Outline annotation records:

━━━━━━━━━━━━━━━━━━━━

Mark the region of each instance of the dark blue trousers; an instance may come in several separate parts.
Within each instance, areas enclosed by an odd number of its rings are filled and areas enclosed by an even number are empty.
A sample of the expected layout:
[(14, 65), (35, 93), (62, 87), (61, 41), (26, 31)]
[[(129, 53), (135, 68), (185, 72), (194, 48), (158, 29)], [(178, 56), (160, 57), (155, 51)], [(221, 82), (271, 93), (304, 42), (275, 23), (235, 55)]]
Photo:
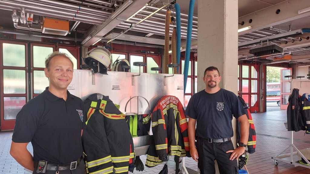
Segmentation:
[(231, 153), (226, 153), (234, 149), (231, 141), (222, 143), (209, 143), (207, 139), (197, 140), (196, 146), (198, 152), (198, 168), (202, 174), (215, 174), (214, 161), (216, 160), (221, 174), (238, 174), (238, 161), (229, 160)]

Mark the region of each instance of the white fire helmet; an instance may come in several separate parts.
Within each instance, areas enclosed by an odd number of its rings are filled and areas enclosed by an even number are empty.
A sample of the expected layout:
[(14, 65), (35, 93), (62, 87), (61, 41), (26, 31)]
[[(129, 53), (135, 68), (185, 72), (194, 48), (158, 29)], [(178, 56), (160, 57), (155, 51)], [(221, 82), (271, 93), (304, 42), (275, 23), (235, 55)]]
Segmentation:
[[(97, 71), (98, 69), (98, 63), (95, 63), (94, 62), (99, 62), (100, 72), (104, 74), (106, 74), (106, 72), (109, 69), (109, 67), (112, 62), (112, 56), (110, 51), (102, 47), (95, 48), (88, 51), (86, 53), (86, 57), (83, 59), (85, 63), (89, 66), (91, 65), (89, 64), (93, 64), (93, 66), (90, 66), (95, 72)], [(104, 65), (105, 67), (102, 67), (101, 65)], [(95, 67), (94, 67), (94, 66)]]

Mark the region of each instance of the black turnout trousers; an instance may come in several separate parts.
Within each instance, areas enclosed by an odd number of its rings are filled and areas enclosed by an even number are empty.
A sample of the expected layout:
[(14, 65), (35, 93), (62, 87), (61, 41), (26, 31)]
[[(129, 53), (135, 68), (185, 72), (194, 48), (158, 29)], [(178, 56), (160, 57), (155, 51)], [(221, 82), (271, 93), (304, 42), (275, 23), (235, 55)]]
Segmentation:
[(238, 174), (237, 159), (229, 160), (232, 153), (226, 153), (234, 149), (231, 141), (221, 143), (209, 143), (207, 139), (197, 140), (196, 146), (198, 152), (198, 168), (202, 174), (215, 174), (214, 160), (216, 160), (221, 174)]

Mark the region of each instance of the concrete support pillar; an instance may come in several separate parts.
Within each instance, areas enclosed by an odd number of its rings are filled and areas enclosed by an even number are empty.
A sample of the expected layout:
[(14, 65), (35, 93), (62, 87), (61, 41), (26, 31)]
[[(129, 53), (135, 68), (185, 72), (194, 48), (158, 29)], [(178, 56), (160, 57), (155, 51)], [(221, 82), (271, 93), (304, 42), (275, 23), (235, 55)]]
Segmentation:
[[(237, 94), (238, 0), (205, 0), (198, 3), (197, 89), (205, 89), (204, 72), (214, 66), (222, 76), (220, 87)], [(235, 145), (236, 121), (234, 119), (232, 123)]]

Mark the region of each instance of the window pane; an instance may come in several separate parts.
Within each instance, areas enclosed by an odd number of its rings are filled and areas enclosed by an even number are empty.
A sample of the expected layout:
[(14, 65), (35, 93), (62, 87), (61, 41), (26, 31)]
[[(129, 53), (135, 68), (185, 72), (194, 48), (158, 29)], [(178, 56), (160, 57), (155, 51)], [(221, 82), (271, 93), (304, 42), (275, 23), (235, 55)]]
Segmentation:
[(184, 103), (183, 105), (184, 107), (184, 109), (186, 109), (186, 107), (187, 107), (187, 105), (188, 104), (188, 102), (189, 101), (189, 99), (191, 99), (191, 95), (184, 96)]
[(3, 66), (25, 67), (24, 45), (5, 43), (3, 43)]
[(251, 106), (253, 106), (256, 102), (257, 101), (257, 95), (253, 94), (251, 95)]
[(240, 74), (240, 65), (238, 65), (238, 78), (239, 78), (239, 76)]
[(282, 81), (281, 90), (283, 93), (290, 93), (290, 83), (288, 81)]
[(282, 105), (287, 105), (289, 103), (289, 97), (290, 97), (289, 94), (282, 94)]
[(251, 78), (257, 78), (257, 71), (253, 66), (251, 66)]
[(26, 104), (25, 97), (3, 97), (4, 120), (16, 119), (16, 115)]
[(186, 89), (185, 90), (185, 93), (192, 93), (192, 78), (188, 77), (186, 81)]
[(251, 92), (257, 92), (257, 80), (251, 80)]
[[(114, 63), (116, 59), (118, 58), (118, 60), (121, 59), (126, 59), (126, 55), (125, 54), (111, 54), (112, 55), (112, 63), (114, 64)], [(119, 58), (118, 58), (119, 57)]]
[[(147, 57), (147, 66), (146, 67), (148, 68), (148, 73), (156, 73), (156, 71), (152, 71), (151, 70), (151, 68), (153, 67), (158, 67), (159, 66), (157, 64), (157, 63), (154, 61), (154, 59), (153, 59), (153, 58), (148, 57)], [(159, 73), (160, 73), (161, 72), (160, 71), (159, 72)]]
[(76, 58), (74, 57), (74, 56), (73, 56), (73, 55), (69, 52), (69, 51), (68, 51), (68, 50), (64, 48), (60, 48), (59, 52), (64, 53), (68, 54), (69, 57), (71, 58), (71, 60), (73, 62), (73, 69), (78, 69), (78, 60)]
[(249, 95), (242, 95), (242, 98), (244, 100), (244, 101), (246, 102), (247, 103), (249, 103)]
[(195, 61), (195, 75), (197, 76), (197, 61)]
[[(130, 56), (130, 72), (139, 72), (139, 66), (134, 66), (134, 62), (143, 62), (143, 57), (142, 56)], [(143, 67), (140, 67), (141, 72), (143, 72)]]
[(197, 78), (195, 78), (195, 89), (194, 89), (194, 94), (197, 93)]
[(26, 72), (23, 70), (3, 70), (4, 94), (26, 93)]
[(242, 65), (242, 77), (249, 78), (249, 66)]
[[(185, 60), (182, 60), (182, 74), (184, 74), (184, 63), (185, 63)], [(188, 63), (188, 76), (191, 76), (192, 75), (192, 61), (190, 61)]]
[[(34, 46), (33, 47), (33, 67), (39, 68), (45, 67), (45, 59), (48, 54), (53, 53), (53, 48), (51, 47)], [(60, 51), (60, 49), (59, 49)]]
[(282, 80), (288, 80), (290, 79), (290, 77), (285, 77), (286, 76), (290, 76), (290, 70), (286, 69), (281, 70), (282, 71), (282, 76), (281, 79)]
[(249, 80), (242, 80), (242, 92), (249, 93)]
[(48, 86), (49, 82), (43, 71), (33, 71), (33, 91), (34, 94), (40, 94)]

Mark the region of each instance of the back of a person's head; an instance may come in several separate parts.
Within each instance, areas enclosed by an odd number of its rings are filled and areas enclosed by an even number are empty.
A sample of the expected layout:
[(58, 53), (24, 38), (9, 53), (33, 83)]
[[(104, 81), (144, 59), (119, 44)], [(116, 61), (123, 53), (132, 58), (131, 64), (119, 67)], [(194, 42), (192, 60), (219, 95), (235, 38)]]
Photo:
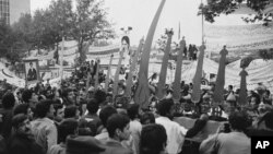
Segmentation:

━━━━━━━━━━━━━━━━━━━━

### WORK INSTRUCTIONS
Please reproduce the records starting at the line containing "Mark the region of each instance of the concrete" and ending at the line containing "119), (232, 123)]]", requests included, but shift every coordinate in the answer outlines up by 134. Leave the requests and their sample layouts unchanged.

### WRITTEN REPLY
Mark the region of each instance of the concrete support pillar; an instance may come in several separate parts.
Within each instance, areas enclosed by an odd number of its rings are filled and areas enclosed by an even number are empty.
A sample of the expected layout:
[(14, 65), (35, 93), (62, 87), (61, 41), (26, 31)]
[[(129, 53), (135, 68), (185, 72), (194, 48), (158, 29)], [(178, 56), (160, 57), (155, 51)], [(221, 82), (271, 93), (304, 42), (275, 23), (235, 55)]]
Segmentation:
[[(371, 228), (372, 134), (339, 134), (332, 137), (331, 223), (339, 223), (338, 206), (348, 200), (356, 210), (354, 221)], [(369, 279), (370, 255), (368, 253), (366, 257)]]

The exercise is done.